Rewrite every line below, increasing each point coordinate in the answers by 63 and keeping everything else unchanged. Leave the pictures out of your answer.

(Dataset rows)
------------------------------

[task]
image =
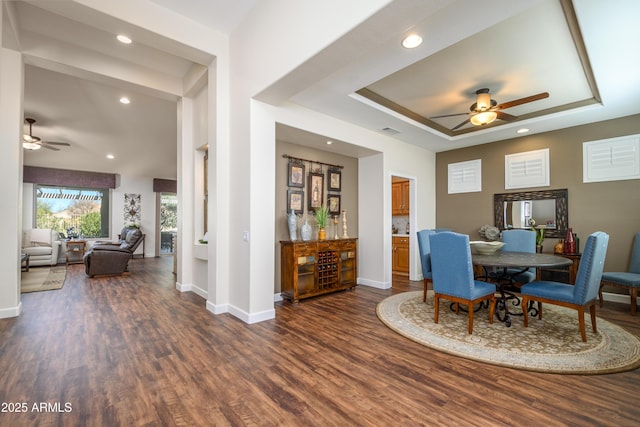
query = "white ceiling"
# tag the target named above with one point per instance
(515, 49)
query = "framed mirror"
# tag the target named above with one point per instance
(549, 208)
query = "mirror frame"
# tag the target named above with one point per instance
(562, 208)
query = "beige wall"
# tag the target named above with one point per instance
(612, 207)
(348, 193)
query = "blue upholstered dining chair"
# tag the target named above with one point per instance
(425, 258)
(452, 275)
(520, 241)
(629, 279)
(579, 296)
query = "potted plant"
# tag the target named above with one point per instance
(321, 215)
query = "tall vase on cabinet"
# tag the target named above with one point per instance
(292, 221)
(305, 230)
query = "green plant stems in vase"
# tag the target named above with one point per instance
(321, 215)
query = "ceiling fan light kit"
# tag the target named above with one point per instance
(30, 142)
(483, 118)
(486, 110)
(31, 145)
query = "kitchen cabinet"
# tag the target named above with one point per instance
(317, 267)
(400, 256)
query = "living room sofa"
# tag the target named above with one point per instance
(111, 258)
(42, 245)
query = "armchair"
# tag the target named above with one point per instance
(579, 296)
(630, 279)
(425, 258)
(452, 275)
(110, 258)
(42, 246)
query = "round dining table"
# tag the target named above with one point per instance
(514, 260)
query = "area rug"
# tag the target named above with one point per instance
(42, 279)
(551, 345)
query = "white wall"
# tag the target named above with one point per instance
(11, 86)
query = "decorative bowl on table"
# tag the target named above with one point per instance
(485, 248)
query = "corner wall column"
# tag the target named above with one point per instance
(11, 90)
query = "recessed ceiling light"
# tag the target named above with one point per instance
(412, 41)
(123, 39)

------------------------------

• [Answer to the exercise]
[task]
image =
query = "white ceiling"
# tag the target named above with one point per instance
(578, 112)
query = "framed mirror"
# tag the target named above with one point per instance
(612, 271)
query = "mirror frame"
# tag the target named above with one point per instance
(625, 271)
query = "beige wall"
# tag the target named above with one point per instance
(675, 270)
(411, 256)
query = "blue upholstered dining chair"
# tag the target named above with one point per instance
(488, 321)
(515, 338)
(583, 304)
(692, 342)
(642, 359)
query = "potted plant"
# tag the target named above with one point per instance
(384, 278)
query = "tall vase on cabinet"
# tag the target named above with one point per instance
(355, 284)
(368, 293)
query = "green plant stems in vase"
# tag the target named above with one point per instance
(384, 278)
query = "ceiling fan light kit"
# tag the target named above with one point per instance
(93, 205)
(546, 181)
(549, 173)
(94, 208)
query = "kitchen cabinet"
# tag the target named above with one point per instance
(380, 330)
(463, 319)
query = "living room sofa"
# tag the target named above with one point per instance
(174, 321)
(105, 308)
query = "armchair"
# tag the target named above with one point per instance
(642, 359)
(693, 342)
(488, 321)
(515, 338)
(173, 321)
(105, 309)
query = "round dining table"
# tag the target named above with one point per instance
(577, 323)
query = "area rug"
# tag the target named above with one point per instance
(105, 342)
(614, 408)
query = "white wall"
# tag the target named above with one point per instance
(74, 149)
query = "decorative bowl on table"
# tag the target named above with one point per instance
(548, 311)
query = "corner wall column"
# tag the target named above with one point per instance
(74, 153)
query = "recessed ceiling light"
# tag the target named above with one point per instance
(475, 104)
(186, 102)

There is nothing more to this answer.